- _Directive_: Pick out every line of the data below that contains the string "baseball" and copy each one, matching case exactly.

- _Listing_:

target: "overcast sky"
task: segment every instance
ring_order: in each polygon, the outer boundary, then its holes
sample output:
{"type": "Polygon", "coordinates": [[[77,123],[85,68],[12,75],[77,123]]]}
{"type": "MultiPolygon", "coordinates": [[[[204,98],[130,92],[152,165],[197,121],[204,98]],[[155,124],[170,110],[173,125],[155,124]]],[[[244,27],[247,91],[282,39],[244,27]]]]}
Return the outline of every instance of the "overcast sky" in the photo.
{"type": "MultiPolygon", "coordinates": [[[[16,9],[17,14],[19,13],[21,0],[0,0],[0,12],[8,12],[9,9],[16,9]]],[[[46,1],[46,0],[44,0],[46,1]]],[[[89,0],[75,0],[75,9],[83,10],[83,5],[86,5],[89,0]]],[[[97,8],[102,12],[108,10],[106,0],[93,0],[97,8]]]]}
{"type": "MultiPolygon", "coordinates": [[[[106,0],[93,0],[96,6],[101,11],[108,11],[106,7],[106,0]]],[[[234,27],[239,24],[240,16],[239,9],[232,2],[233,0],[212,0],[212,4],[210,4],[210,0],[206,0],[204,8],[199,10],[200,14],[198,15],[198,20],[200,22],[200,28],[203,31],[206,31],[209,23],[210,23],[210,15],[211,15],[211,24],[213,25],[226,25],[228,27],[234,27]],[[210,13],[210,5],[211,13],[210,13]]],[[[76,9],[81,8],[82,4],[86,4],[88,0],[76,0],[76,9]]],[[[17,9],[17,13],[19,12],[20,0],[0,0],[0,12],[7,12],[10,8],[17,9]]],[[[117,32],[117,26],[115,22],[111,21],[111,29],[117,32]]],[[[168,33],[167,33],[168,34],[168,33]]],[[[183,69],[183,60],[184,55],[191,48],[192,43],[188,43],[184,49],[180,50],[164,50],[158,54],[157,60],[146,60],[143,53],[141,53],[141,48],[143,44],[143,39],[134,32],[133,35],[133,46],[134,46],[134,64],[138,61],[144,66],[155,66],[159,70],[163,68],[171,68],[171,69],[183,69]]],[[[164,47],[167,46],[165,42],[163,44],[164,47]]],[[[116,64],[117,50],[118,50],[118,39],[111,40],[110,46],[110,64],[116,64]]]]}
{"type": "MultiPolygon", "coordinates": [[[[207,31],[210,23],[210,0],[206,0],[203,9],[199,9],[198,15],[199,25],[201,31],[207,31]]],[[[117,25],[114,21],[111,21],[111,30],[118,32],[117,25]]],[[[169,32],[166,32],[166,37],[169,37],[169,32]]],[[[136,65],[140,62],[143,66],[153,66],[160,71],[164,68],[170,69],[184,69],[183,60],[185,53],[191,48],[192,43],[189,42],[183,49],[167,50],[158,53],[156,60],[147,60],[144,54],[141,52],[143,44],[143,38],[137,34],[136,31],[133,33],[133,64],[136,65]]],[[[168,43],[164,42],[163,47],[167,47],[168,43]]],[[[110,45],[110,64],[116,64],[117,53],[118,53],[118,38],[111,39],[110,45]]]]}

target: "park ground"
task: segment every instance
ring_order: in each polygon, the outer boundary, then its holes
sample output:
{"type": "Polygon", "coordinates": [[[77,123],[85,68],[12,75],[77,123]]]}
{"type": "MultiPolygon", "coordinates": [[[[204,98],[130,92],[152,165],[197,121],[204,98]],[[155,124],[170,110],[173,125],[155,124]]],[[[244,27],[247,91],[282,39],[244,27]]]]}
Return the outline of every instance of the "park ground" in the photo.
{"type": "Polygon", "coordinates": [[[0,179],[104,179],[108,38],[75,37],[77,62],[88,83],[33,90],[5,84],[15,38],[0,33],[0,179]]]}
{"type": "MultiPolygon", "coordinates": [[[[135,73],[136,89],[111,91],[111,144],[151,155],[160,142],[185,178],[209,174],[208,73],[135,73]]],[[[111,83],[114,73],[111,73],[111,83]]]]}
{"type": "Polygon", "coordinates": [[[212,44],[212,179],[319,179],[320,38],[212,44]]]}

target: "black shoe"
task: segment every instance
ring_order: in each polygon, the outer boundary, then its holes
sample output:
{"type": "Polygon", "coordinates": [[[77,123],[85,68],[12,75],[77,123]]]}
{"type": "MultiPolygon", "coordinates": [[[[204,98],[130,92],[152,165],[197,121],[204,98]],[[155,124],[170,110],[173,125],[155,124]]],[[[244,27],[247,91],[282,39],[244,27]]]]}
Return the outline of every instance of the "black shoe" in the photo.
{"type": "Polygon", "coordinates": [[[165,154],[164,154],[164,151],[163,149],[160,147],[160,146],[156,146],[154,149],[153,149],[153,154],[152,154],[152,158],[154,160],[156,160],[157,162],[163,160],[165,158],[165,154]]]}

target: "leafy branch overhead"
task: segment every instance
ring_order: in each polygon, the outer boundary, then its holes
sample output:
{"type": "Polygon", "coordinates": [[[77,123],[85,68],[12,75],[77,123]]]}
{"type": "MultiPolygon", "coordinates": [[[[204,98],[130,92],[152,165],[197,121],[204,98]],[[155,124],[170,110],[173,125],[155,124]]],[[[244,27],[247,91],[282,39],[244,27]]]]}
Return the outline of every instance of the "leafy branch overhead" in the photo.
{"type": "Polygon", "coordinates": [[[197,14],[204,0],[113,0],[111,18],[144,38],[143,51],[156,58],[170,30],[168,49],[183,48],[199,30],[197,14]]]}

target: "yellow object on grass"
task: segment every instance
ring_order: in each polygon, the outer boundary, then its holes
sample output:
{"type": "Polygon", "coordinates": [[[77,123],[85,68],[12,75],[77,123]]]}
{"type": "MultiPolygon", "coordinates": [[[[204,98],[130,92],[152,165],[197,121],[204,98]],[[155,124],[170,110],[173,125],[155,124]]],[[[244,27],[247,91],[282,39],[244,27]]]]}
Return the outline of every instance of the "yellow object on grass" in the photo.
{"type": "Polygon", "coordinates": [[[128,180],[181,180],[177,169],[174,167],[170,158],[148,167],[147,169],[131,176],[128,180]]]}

---

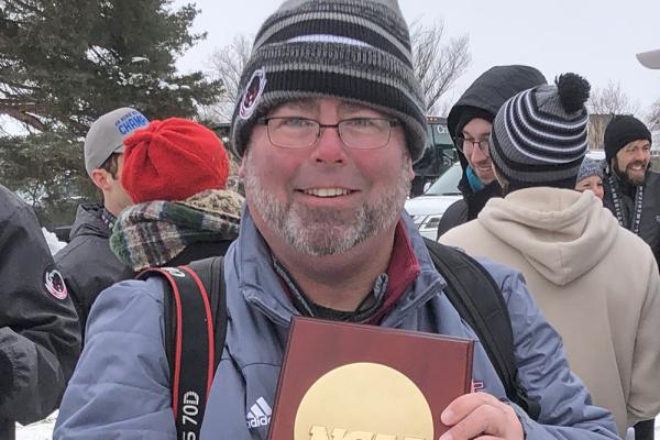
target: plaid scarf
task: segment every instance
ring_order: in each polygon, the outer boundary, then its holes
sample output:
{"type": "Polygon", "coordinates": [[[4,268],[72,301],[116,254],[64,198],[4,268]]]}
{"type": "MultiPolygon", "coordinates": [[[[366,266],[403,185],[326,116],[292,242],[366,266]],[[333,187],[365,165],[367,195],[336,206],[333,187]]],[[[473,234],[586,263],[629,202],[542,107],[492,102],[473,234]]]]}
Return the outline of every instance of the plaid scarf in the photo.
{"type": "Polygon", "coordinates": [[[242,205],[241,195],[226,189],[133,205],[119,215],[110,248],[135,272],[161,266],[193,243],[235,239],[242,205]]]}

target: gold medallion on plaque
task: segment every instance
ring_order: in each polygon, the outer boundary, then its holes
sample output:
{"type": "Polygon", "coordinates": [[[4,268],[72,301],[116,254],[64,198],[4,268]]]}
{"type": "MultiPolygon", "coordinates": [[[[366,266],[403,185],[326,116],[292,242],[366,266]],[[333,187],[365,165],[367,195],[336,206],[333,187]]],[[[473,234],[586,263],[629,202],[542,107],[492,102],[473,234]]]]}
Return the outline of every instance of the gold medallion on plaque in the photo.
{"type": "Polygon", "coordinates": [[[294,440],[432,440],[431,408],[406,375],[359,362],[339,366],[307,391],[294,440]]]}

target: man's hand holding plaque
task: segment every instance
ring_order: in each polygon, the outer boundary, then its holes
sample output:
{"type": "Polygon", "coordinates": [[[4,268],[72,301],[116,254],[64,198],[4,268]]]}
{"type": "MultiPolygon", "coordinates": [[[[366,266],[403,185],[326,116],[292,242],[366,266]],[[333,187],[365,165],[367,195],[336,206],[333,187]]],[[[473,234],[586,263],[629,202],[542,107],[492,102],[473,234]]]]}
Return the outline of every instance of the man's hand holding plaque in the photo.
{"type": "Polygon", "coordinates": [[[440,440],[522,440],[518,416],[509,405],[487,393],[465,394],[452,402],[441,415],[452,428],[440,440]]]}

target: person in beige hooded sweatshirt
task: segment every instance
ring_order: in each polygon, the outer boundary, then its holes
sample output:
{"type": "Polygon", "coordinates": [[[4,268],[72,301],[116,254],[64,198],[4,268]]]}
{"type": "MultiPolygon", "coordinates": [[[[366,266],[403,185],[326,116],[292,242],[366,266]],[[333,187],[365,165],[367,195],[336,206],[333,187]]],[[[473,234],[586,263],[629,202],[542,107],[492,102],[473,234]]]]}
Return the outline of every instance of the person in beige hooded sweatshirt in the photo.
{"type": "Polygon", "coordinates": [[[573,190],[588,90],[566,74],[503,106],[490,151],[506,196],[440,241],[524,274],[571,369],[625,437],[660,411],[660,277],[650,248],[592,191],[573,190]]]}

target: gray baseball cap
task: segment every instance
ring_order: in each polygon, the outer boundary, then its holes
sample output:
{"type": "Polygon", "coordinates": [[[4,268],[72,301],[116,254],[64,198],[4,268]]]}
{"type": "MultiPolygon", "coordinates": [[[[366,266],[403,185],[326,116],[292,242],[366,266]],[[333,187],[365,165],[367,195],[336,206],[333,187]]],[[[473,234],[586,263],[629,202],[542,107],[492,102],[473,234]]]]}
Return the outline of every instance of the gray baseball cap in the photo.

--

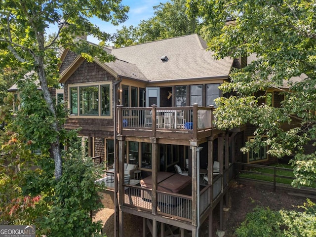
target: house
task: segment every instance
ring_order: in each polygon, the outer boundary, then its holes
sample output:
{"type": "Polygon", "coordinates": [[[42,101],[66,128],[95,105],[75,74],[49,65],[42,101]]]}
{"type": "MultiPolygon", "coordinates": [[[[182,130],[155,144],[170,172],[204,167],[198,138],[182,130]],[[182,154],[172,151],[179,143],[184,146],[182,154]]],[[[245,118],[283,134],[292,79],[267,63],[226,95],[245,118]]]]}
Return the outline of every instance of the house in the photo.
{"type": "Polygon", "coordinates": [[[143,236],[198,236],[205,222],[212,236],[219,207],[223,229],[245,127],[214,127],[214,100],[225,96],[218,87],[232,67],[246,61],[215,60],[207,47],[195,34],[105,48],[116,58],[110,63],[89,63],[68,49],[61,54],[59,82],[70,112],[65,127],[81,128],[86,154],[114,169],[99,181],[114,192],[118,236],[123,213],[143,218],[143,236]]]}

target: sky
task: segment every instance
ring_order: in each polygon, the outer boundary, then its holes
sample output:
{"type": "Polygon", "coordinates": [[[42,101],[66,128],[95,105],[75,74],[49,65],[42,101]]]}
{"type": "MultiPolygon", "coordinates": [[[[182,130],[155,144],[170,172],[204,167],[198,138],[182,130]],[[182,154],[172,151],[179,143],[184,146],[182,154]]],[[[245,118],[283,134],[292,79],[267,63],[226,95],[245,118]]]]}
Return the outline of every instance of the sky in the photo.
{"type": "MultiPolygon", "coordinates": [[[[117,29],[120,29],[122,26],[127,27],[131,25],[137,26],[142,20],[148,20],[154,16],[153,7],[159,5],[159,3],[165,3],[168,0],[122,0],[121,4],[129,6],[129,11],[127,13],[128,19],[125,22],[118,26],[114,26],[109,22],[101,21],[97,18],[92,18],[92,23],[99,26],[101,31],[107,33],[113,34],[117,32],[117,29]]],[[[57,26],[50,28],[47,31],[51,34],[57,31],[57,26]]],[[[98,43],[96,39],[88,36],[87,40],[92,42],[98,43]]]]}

- _Response_:
target: gray baseball cap
Return the outline of every instance of the gray baseball cap in the photo.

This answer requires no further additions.